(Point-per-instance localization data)
***
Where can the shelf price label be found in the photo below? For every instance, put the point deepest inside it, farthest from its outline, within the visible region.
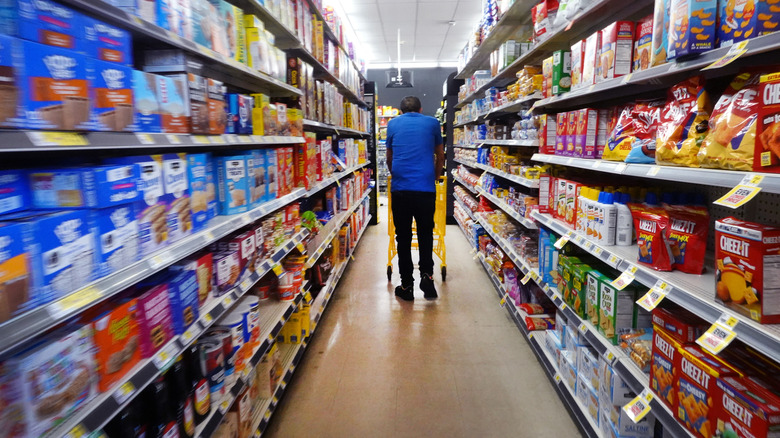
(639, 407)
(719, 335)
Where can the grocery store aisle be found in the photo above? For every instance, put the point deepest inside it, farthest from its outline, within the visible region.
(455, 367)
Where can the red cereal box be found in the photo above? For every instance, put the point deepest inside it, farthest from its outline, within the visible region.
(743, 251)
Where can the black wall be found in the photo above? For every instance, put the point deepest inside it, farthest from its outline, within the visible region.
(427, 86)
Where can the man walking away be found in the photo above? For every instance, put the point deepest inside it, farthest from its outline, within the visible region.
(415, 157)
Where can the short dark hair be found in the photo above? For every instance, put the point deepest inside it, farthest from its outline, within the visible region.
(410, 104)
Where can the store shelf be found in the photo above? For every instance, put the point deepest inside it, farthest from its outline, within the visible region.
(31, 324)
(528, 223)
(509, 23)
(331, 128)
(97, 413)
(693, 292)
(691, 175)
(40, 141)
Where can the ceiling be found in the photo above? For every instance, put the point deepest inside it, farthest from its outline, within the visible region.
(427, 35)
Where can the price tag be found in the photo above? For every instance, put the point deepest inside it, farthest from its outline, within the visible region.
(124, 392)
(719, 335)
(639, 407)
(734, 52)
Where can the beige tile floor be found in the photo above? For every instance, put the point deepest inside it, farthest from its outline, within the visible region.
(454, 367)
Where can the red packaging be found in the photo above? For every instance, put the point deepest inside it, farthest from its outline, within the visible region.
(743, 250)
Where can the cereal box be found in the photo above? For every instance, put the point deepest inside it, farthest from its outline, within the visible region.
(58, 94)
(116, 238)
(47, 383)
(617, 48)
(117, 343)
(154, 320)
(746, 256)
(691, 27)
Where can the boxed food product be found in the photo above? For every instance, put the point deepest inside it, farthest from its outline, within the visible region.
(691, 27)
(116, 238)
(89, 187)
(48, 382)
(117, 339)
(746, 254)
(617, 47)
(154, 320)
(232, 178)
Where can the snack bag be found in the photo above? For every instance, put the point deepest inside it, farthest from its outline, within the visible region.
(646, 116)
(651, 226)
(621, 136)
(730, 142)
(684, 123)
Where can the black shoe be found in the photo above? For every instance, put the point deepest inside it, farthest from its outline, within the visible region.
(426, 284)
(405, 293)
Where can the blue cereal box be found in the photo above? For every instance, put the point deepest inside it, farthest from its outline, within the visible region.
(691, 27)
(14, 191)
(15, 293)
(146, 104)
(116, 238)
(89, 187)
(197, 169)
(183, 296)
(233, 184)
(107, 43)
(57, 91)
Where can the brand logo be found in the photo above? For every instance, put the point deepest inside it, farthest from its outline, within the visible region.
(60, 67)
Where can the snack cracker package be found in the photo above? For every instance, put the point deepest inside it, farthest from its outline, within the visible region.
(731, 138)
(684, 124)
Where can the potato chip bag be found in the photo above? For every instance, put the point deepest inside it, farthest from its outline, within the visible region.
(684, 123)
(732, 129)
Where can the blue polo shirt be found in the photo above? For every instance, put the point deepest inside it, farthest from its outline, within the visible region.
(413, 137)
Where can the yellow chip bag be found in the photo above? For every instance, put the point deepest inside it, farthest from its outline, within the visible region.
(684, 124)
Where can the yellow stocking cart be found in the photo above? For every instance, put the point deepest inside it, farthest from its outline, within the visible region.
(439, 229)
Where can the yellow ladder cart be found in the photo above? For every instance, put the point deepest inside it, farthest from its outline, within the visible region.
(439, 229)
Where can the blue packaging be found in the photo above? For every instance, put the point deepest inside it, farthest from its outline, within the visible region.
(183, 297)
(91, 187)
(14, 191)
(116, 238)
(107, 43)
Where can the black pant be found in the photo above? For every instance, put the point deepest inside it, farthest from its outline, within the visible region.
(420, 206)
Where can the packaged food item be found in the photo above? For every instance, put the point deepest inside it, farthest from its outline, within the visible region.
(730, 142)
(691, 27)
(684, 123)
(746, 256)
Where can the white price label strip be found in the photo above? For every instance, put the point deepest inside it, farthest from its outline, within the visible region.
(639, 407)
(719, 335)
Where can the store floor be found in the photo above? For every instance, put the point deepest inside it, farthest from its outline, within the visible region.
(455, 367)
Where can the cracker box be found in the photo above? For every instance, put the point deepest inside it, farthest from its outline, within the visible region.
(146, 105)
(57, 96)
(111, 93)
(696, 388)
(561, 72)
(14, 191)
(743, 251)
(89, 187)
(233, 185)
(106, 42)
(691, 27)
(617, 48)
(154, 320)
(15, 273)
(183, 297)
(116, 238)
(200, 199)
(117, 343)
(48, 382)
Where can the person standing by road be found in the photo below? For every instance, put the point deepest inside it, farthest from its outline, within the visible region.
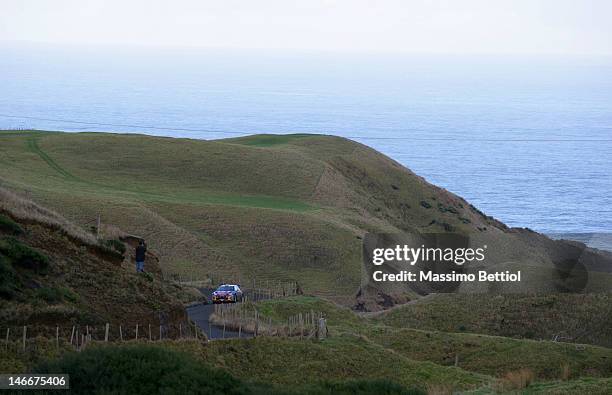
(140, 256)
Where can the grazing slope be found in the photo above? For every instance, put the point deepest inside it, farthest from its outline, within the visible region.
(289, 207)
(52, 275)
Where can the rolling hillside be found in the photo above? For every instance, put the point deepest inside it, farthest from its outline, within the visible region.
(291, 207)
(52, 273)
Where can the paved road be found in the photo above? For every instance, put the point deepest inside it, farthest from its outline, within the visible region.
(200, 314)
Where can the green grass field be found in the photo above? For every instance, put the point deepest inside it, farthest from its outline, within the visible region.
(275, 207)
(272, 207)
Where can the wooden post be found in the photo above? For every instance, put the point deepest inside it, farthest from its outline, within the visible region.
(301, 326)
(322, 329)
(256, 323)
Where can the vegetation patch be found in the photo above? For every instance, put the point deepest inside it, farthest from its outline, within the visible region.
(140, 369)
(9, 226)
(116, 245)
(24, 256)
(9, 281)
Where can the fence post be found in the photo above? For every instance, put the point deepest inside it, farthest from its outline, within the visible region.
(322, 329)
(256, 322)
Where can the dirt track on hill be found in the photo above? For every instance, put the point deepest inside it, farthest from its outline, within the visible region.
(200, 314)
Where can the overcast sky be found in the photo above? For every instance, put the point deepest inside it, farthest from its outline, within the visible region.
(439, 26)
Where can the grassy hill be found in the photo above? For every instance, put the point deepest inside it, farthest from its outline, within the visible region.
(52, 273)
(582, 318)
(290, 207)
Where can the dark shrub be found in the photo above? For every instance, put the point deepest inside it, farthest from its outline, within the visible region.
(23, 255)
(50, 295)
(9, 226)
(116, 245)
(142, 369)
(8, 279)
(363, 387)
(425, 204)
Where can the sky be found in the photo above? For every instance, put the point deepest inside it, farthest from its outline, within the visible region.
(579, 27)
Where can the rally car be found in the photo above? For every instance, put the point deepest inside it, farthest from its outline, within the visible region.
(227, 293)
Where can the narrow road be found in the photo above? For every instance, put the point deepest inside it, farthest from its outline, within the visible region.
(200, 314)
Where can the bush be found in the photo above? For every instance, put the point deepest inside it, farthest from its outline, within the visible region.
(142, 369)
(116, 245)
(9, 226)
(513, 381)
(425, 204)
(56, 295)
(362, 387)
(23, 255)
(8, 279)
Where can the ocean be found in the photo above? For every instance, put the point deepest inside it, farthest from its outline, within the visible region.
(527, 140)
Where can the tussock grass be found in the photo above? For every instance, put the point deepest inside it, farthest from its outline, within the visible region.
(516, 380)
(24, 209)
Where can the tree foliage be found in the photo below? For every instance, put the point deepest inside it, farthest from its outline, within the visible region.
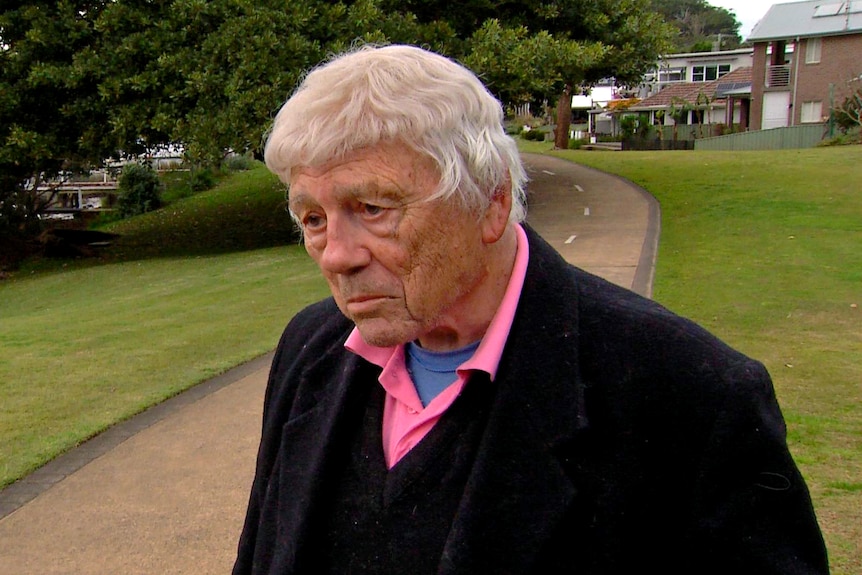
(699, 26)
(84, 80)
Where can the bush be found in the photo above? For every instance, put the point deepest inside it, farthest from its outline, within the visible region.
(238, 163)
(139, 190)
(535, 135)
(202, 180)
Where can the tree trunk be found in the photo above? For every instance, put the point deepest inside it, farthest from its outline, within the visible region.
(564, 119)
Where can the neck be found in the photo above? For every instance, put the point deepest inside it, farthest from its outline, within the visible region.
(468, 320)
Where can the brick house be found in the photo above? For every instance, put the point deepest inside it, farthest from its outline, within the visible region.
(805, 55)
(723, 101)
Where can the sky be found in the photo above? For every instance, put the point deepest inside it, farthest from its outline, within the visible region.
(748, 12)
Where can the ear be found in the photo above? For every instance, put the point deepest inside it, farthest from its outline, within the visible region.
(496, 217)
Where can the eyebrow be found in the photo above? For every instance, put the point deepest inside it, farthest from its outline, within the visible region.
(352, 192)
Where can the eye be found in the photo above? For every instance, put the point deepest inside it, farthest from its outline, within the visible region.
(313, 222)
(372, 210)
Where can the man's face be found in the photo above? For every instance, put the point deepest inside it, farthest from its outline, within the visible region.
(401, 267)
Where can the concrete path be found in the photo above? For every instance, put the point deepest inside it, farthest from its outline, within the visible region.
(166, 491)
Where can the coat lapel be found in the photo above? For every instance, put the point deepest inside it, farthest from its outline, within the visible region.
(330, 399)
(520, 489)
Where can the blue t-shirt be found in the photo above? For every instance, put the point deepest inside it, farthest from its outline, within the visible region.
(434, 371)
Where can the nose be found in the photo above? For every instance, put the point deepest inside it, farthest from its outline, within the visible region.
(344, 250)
***
Once you find the line containing "Where can the blue t-shirt", copy it and every line after it through the end of the records, exactly and nothing else.

Where can the blue t-shirt be found in the photo above? For every instance, put the point deepest inside it, farthest from its outline, within the visible region.
(434, 371)
Where can the nose be found in the photo above? For every instance, put the point deepest inside it, farthest from its outline, within the visible region.
(344, 250)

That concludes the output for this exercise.